Render the records below as a Markdown table with the columns Row and Content: one numbered row per line, omitting blank lines. Leave the pictures out of the table.

====

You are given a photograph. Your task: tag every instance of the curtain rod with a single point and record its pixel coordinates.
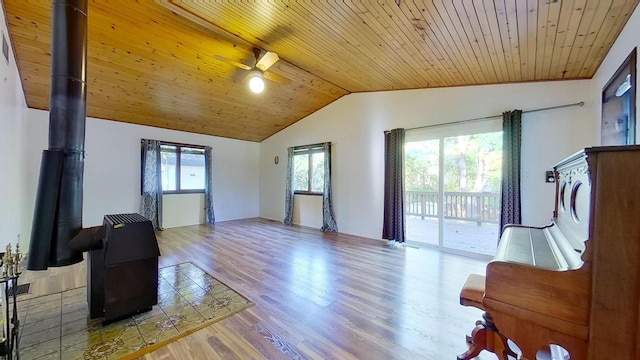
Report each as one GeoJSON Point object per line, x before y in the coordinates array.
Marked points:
{"type": "Point", "coordinates": [581, 103]}
{"type": "Point", "coordinates": [310, 146]}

====

### Right answer
| Row | Content |
|---|---|
| 1 | You are given a photograph. Your task: tag every instance of the curtain rod with a single point and record its pixel coordinates. |
| 2 | Report each as one GeoJSON Point object per line, x before y in the coordinates array. |
| 3 | Marked points: |
| 4 | {"type": "Point", "coordinates": [581, 103]} |
| 5 | {"type": "Point", "coordinates": [310, 146]} |